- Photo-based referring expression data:
++++++++++++++++++++
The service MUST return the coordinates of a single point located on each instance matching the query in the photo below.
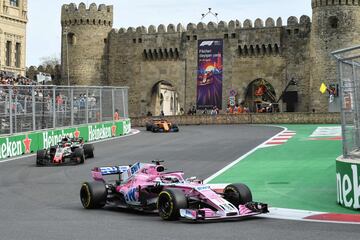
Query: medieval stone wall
(84, 42)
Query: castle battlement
(211, 26)
(322, 3)
(94, 15)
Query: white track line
(132, 132)
(286, 213)
(241, 158)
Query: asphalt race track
(43, 203)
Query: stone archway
(164, 98)
(260, 95)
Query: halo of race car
(67, 151)
(146, 187)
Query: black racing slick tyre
(88, 150)
(237, 193)
(40, 157)
(93, 194)
(169, 203)
(79, 155)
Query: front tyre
(40, 157)
(93, 195)
(237, 193)
(169, 203)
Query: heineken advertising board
(347, 182)
(12, 146)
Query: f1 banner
(210, 73)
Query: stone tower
(84, 43)
(335, 25)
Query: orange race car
(161, 125)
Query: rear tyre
(237, 193)
(79, 155)
(40, 157)
(88, 150)
(169, 203)
(93, 195)
(175, 128)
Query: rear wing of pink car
(98, 172)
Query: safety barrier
(30, 142)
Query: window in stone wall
(8, 53)
(14, 3)
(17, 54)
(333, 22)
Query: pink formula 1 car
(146, 187)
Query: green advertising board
(16, 145)
(347, 181)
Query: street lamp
(66, 33)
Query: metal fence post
(33, 108)
(113, 102)
(100, 102)
(87, 106)
(356, 107)
(72, 106)
(123, 101)
(10, 109)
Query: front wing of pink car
(207, 214)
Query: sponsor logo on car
(50, 138)
(348, 190)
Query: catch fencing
(34, 107)
(348, 64)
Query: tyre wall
(248, 118)
(347, 181)
(30, 142)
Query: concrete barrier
(30, 142)
(347, 181)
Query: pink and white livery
(146, 187)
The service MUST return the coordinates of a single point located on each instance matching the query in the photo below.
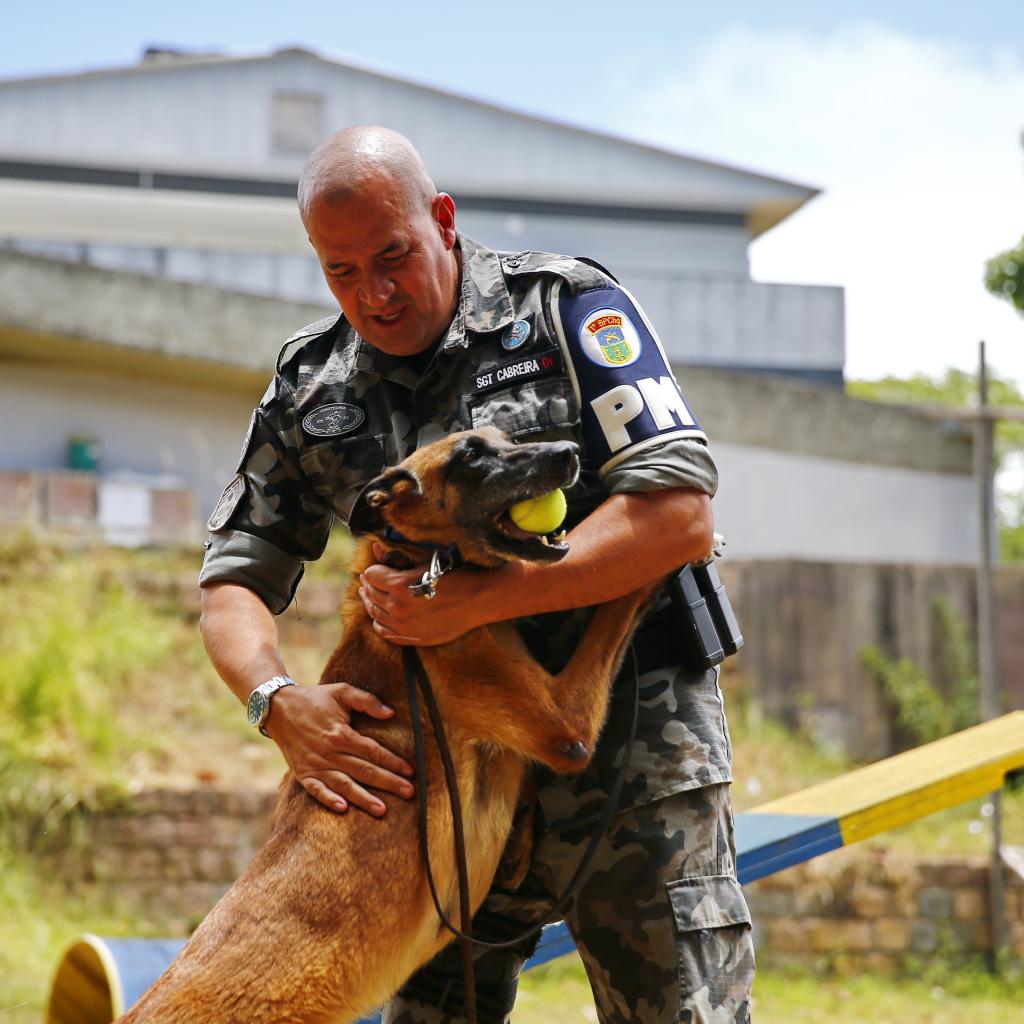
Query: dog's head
(458, 492)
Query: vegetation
(107, 689)
(559, 990)
(922, 710)
(958, 389)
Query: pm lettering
(615, 409)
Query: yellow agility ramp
(883, 796)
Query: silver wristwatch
(259, 700)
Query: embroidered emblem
(330, 421)
(515, 336)
(609, 339)
(228, 502)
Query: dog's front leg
(510, 699)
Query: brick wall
(167, 854)
(170, 854)
(865, 907)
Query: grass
(107, 686)
(559, 990)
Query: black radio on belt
(707, 626)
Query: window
(297, 122)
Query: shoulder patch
(608, 338)
(249, 439)
(580, 276)
(629, 398)
(228, 502)
(313, 330)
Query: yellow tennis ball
(540, 515)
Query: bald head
(354, 160)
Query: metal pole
(987, 677)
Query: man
(439, 334)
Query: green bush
(921, 709)
(75, 644)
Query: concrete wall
(148, 118)
(144, 426)
(704, 317)
(785, 505)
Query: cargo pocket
(714, 949)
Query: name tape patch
(517, 372)
(330, 421)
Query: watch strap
(267, 689)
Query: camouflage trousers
(659, 922)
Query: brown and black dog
(334, 912)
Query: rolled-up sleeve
(681, 463)
(269, 520)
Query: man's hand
(403, 617)
(627, 542)
(310, 724)
(312, 727)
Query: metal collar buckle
(442, 561)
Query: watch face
(257, 708)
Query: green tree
(960, 389)
(1005, 273)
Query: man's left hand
(403, 617)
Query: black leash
(415, 673)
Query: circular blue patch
(515, 336)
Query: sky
(907, 115)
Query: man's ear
(377, 496)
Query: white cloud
(915, 143)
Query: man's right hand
(334, 762)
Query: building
(154, 263)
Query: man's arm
(309, 724)
(629, 541)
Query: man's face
(389, 262)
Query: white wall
(778, 505)
(143, 426)
(770, 504)
(217, 118)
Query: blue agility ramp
(98, 978)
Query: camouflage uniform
(660, 921)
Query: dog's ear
(378, 495)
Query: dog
(334, 912)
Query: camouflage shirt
(543, 346)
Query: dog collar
(442, 561)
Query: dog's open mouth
(554, 542)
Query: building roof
(56, 135)
(136, 324)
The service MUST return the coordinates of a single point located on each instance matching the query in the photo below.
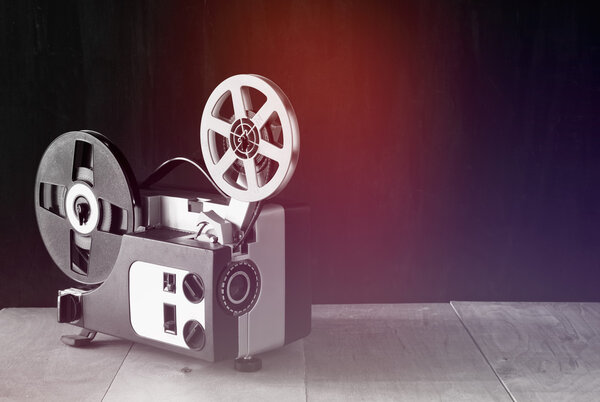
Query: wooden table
(455, 352)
++++++++++++++++++++
- ASSIGNED TASK: Each entry above must be duplicated precisely; none of the pictures may be included.

- ANSWER FOR THE TASK:
The service MUST return the coordinates of a single point located on each instance matching the query in the photo below.
Query: medieval stone wall
(84, 42)
Query: castle battlement
(211, 26)
(322, 3)
(94, 15)
Query: white track line
(132, 132)
(286, 213)
(241, 158)
Query: asphalt race track
(43, 203)
Query: stone archway
(164, 98)
(260, 95)
Query: halo of race car
(67, 151)
(146, 187)
Query: black racing slick tyre
(88, 150)
(237, 193)
(40, 157)
(93, 194)
(169, 203)
(79, 155)
Query: front tyre
(40, 157)
(93, 195)
(237, 193)
(169, 203)
Query: heineken advertising board
(347, 182)
(12, 146)
Query: f1 banner
(210, 73)
Query: stone tower
(84, 43)
(335, 25)
Query: orange race car
(161, 125)
Query: rear tyre
(237, 193)
(79, 155)
(40, 157)
(88, 150)
(169, 203)
(93, 195)
(175, 128)
Query: rear wing of pink car
(98, 172)
Query: safety barrier
(30, 142)
Query: window in stone wall
(8, 53)
(14, 3)
(17, 54)
(333, 22)
Query: pink formula 1 car
(146, 187)
Query: green advertising board
(16, 145)
(347, 181)
Query: street lamp
(66, 33)
Query: metal fence post
(33, 108)
(113, 102)
(100, 102)
(87, 106)
(356, 107)
(72, 106)
(123, 101)
(10, 109)
Query: front wing of pink car
(207, 214)
Query: sponsor logo on car
(50, 138)
(348, 190)
Query: catch fencing
(34, 107)
(348, 64)
Query: tyre wall
(248, 118)
(347, 181)
(30, 142)
Query: concrete barrier
(30, 142)
(347, 181)
Query: pink and white livery
(146, 187)
The service MUST return the coordinates of a single point located on each instance matching the query in the photo below.
Query: dog's head
(458, 492)
Query: vegetation
(107, 689)
(559, 990)
(922, 710)
(958, 389)
Query: pm lettering
(615, 409)
Query: yellow agility ramp
(883, 796)
Query: silver wristwatch
(259, 700)
Query: embroidered emblem
(330, 421)
(515, 336)
(609, 339)
(228, 502)
Query: dog's front leg
(510, 699)
Query: brick wall
(167, 854)
(170, 854)
(865, 907)
Query: grass
(107, 686)
(559, 990)
Query: black radio on belt
(707, 626)
Query: window
(297, 122)
Query: shoulder patch
(608, 338)
(249, 439)
(580, 276)
(629, 398)
(228, 502)
(313, 330)
Query: yellow tennis ball
(540, 515)
Query: bald head
(354, 160)
Query: metal pole
(987, 677)
Query: man
(439, 334)
Query: green bush
(921, 709)
(75, 644)
Query: concrete wall
(148, 118)
(144, 426)
(704, 317)
(785, 505)
Query: cargo pocket
(714, 949)
Query: name tape patch
(517, 372)
(330, 421)
Query: watch strap
(267, 689)
Query: camouflage trousers
(659, 922)
Query: brown and black dog
(334, 912)
Query: rolled-up sleeve
(681, 463)
(269, 520)
Query: man's hand
(403, 617)
(627, 542)
(310, 724)
(312, 727)
Query: metal collar buckle
(442, 561)
Query: watch face
(257, 708)
Query: green tree
(960, 389)
(1005, 273)
Query: man's left hand
(403, 617)
Query: black leash
(415, 673)
Query: circular blue patch
(515, 336)
Query: sky
(907, 115)
Query: man's ear
(377, 496)
Query: white cloud
(915, 143)
Query: man's right hand
(334, 762)
Query: building
(154, 263)
Query: man's arm
(309, 724)
(629, 541)
Query: man's face
(389, 262)
Query: white wall
(778, 505)
(143, 426)
(770, 504)
(217, 118)
Query: blue agility ramp
(98, 978)
Query: camouflage uniform
(660, 921)
Query: dog's ear
(378, 495)
Query: dog
(334, 912)
Query: camouflage shirt
(543, 346)
Query: dog collar
(442, 561)
Query: dog's open mouth
(554, 542)
Query: building roof
(56, 135)
(136, 324)
The service MUST return the coordinates of a single point located on each instance matching the query in the photo below.
Query: wooden table
(455, 352)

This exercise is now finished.